TASK STATEMENT »
Format all of the data below as a numbered list, leaving out any blank lines.

RECORDS PROVIDED »

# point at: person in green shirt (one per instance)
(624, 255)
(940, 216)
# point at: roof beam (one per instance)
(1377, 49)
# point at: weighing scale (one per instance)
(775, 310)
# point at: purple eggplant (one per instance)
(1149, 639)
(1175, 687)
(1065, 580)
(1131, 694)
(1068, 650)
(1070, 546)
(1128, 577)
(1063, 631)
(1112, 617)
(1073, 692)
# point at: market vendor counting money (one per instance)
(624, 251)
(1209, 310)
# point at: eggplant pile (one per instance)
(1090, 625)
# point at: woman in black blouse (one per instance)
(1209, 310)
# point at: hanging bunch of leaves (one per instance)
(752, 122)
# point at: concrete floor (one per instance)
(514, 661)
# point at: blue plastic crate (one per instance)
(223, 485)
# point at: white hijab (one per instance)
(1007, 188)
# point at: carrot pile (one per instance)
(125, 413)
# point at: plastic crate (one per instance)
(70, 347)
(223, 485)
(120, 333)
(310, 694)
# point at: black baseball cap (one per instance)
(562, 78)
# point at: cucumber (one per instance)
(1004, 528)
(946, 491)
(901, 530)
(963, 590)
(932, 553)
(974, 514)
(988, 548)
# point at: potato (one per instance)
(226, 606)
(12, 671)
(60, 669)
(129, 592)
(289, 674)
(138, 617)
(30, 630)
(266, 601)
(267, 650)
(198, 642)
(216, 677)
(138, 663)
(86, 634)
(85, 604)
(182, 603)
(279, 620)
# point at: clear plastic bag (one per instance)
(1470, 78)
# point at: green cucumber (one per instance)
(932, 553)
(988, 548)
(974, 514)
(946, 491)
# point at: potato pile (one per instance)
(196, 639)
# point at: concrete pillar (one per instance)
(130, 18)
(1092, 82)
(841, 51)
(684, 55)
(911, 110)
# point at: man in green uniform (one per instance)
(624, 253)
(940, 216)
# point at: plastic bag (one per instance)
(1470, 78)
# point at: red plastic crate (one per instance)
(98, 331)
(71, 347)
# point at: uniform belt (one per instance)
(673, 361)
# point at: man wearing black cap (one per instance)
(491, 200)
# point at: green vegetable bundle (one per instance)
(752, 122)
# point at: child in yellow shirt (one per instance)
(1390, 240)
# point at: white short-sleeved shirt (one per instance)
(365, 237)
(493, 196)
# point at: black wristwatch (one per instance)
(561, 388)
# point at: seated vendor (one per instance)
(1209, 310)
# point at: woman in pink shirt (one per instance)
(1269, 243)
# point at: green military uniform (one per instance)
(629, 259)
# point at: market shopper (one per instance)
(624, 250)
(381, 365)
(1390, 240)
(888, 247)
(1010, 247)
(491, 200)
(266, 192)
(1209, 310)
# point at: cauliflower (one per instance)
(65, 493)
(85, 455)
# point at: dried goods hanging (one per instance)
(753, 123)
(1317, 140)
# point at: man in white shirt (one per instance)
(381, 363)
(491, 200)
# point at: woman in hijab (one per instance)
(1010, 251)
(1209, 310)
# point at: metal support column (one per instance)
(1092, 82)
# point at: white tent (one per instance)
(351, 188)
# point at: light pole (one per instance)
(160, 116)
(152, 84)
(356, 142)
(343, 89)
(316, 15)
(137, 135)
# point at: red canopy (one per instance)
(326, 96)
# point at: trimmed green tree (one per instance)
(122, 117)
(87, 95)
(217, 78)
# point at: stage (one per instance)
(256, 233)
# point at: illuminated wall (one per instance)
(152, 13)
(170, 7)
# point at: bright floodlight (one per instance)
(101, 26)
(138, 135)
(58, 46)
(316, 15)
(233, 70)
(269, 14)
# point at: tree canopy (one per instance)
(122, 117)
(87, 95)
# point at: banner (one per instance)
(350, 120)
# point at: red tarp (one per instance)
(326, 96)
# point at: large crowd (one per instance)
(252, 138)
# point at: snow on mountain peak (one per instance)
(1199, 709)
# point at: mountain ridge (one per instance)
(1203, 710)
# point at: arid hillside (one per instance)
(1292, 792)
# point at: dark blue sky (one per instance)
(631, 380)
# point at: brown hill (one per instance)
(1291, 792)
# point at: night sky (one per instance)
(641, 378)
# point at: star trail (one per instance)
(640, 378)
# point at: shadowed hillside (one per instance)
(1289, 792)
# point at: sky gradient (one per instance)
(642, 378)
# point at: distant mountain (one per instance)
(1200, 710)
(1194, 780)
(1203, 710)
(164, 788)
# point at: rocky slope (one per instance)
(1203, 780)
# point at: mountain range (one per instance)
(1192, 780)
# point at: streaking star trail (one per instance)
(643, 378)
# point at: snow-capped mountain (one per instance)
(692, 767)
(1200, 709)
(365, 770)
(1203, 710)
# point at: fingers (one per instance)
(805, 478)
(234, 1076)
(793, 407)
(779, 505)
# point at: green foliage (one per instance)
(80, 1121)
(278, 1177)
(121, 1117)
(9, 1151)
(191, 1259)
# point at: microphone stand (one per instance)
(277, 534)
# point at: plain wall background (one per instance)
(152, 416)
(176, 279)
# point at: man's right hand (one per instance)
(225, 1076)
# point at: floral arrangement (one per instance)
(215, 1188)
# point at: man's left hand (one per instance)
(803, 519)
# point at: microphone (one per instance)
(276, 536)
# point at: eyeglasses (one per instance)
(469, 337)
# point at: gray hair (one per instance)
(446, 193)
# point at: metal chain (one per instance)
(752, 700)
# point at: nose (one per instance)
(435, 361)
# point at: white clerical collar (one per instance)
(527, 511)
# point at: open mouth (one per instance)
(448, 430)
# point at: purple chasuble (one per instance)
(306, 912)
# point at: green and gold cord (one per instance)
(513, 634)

RESULT »
1. # point at: person in green shirt (one per instance)
2. (624, 255)
3. (940, 216)
4. # point at: roof beam (one per instance)
5. (1377, 49)
6. # point at: weighing scale (one per instance)
7. (775, 310)
8. # point at: purple eggplant (one per instance)
9. (1149, 639)
10. (1175, 687)
11. (1065, 580)
12. (1131, 694)
13. (1068, 650)
14. (1070, 546)
15. (1128, 577)
16. (1063, 631)
17. (1112, 617)
18. (1073, 692)
19. # point at: market vendor counting money (one per instance)
20. (624, 251)
21. (1209, 310)
22. # point at: eggplant pile (one per instance)
23. (1090, 625)
24. # point at: woman in black blouse (one per instance)
25. (1209, 310)
26. # point at: hanging bunch of leaves (one per instance)
27. (752, 122)
28. # point at: concrete floor (one per instance)
29. (514, 661)
30. # point at: blue plastic crate (one per instance)
31. (223, 485)
32. # point at: white hijab (one per instance)
33. (1007, 188)
34. # point at: carrot pile (one per instance)
35. (125, 413)
36. # point at: plastic crate (one per instance)
37. (70, 347)
38. (223, 485)
39. (120, 333)
40. (310, 694)
41. # point at: black baseball cap (one per instance)
42. (562, 78)
43. # point at: cucumber (one per instance)
44. (1004, 528)
45. (946, 491)
46. (901, 530)
47. (963, 590)
48. (932, 553)
49. (974, 514)
50. (988, 548)
51. # point at: potato (one per instance)
52. (226, 606)
53. (12, 671)
54. (60, 669)
55. (129, 592)
56. (289, 674)
57. (138, 617)
58. (30, 630)
59. (266, 601)
60. (267, 650)
61. (198, 642)
62. (216, 677)
63. (138, 663)
64. (86, 634)
65. (85, 604)
66. (182, 603)
67. (279, 620)
68. # point at: clear plastic bag (one per instance)
69. (1470, 78)
70. # point at: green cucumber (one per instance)
71. (932, 553)
72. (988, 548)
73. (974, 514)
74. (946, 491)
75. # point at: potato pile (one per instance)
76. (196, 639)
77. # point at: concrete pillar (one per instance)
78. (130, 18)
79. (1092, 82)
80. (841, 51)
81. (684, 55)
82. (911, 110)
83. # point at: man in green uniform (one per instance)
84. (624, 253)
85. (940, 216)
86. # point at: plastic bag (one per instance)
87. (1470, 78)
88. # point at: red plastic crate (one per instance)
89. (98, 331)
90. (71, 347)
91. # point at: uniform belt (one per instance)
92. (673, 361)
93. # point at: man wearing black cap (one per instance)
94. (491, 200)
95. # point at: green vegetable bundle (one per instance)
96. (752, 122)
97. # point at: child in yellow shirt (one per instance)
98. (1390, 240)
99. # point at: white short-sleeved shirt (one per instance)
100. (365, 237)
101. (493, 196)
102. # point at: black wristwatch (one per instance)
103. (561, 388)
104. # point at: seated vendor (one per instance)
105. (1209, 310)
106. # point at: woman in pink shirt (one per instance)
107. (1269, 243)
108. # point at: green military uniform (one per instance)
109. (629, 259)
110. # point at: market shopper (one per instance)
111. (624, 250)
112. (381, 365)
113. (1390, 240)
114. (888, 247)
115. (1010, 247)
116. (491, 200)
117. (266, 192)
118. (1209, 310)
119. # point at: cauliflower (one per instance)
120. (65, 493)
121. (85, 455)
122. # point at: dried goods hanging (one per instance)
123. (753, 123)
124. (1317, 140)
125. # point at: man in white shirt (one per instance)
126. (381, 363)
127. (491, 200)
128. # point at: woman in hijab (one per instance)
129. (1010, 251)
130. (1209, 310)
131. # point at: metal support column (one per instance)
132. (1092, 82)
133. # point at: white tent (one per instance)
134. (351, 188)
135. # point at: light pole (one per instance)
136. (160, 116)
137. (152, 84)
138. (356, 142)
139. (343, 89)
140. (316, 15)
141. (137, 135)
142. # point at: red canopy (one per instance)
143. (326, 96)
144. # point at: trimmed green tree (one per instance)
145. (122, 117)
146. (87, 95)
147. (217, 78)
148. # point at: stage (one per instance)
149. (256, 233)
150. # point at: illuminated wall (one per instance)
151. (152, 13)
152. (170, 7)
153. # point at: bright floodlight (one per instance)
154. (101, 26)
155. (138, 135)
156. (58, 46)
157. (316, 15)
158. (233, 70)
159. (269, 14)
160. # point at: tree canopy (one per instance)
161. (122, 117)
162. (87, 95)
163. # point at: banner (one per instance)
164. (350, 120)
165. # point at: red tarp (one per instance)
166. (326, 96)
167. # point at: large crowd (one per instance)
168. (252, 138)
169. # point at: snow on mountain peak (one per instance)
170. (1199, 709)
171. # point at: mountain ridge (one per instance)
172. (1203, 710)
173. # point at: arid hillside (one per instance)
174. (1292, 792)
175. # point at: dark blue sky (one per instance)
176. (631, 380)
177. # point at: brown hill (one per instance)
178. (1291, 792)
179. # point at: night sky (one per instance)
180. (641, 378)
181. # point at: star trail (one per instance)
182. (640, 378)
183. # point at: shadowed hillside (one per instance)
184. (1289, 792)
185. # point at: sky gradient (one per instance)
186. (642, 378)
187. # point at: distant mountain (one per instance)
188. (1200, 710)
189. (1194, 780)
190. (1203, 710)
191. (164, 788)
192. # point at: rocky slope (one per instance)
193. (1203, 780)
194. # point at: mountain range (one per instance)
195. (1192, 780)
196. # point at: streaking star trail (one per instance)
197. (643, 378)
198. # point at: snow-capped mountain (one per instance)
199. (692, 767)
200. (1200, 709)
201. (365, 770)
202. (1203, 710)
203. # point at: fingers (one per instance)
204. (805, 478)
205. (234, 1076)
206. (793, 407)
207. (779, 505)
208. # point at: green foliage (one per instance)
209. (80, 1121)
210. (278, 1177)
211. (121, 1117)
212. (9, 1151)
213. (191, 1259)
214. # point at: microphone stand (one per instance)
215. (277, 534)
216. # point at: plain wall background (one per instance)
217. (152, 416)
218. (176, 279)
219. # point at: man's right hand (one per instance)
220. (225, 1076)
221. # point at: floral arrangement (one per instance)
222. (215, 1188)
223. # point at: man's left hand (one per instance)
224. (803, 519)
225. # point at: microphone (one per instance)
226. (276, 536)
227. # point at: eyeglasses (one per instance)
228. (469, 337)
229. # point at: gray hair (one per instance)
230. (446, 193)
231. # point at: metal chain (one per instance)
232. (752, 700)
233. # point at: nose (one per instance)
234. (435, 361)
235. # point at: white clerical collar (one per instance)
236. (527, 511)
237. # point at: open mouth (one per instance)
238. (448, 430)
239. # point at: purple chasuble (one per instance)
240. (306, 912)
241. # point at: green and gold cord (one per instance)
242. (513, 634)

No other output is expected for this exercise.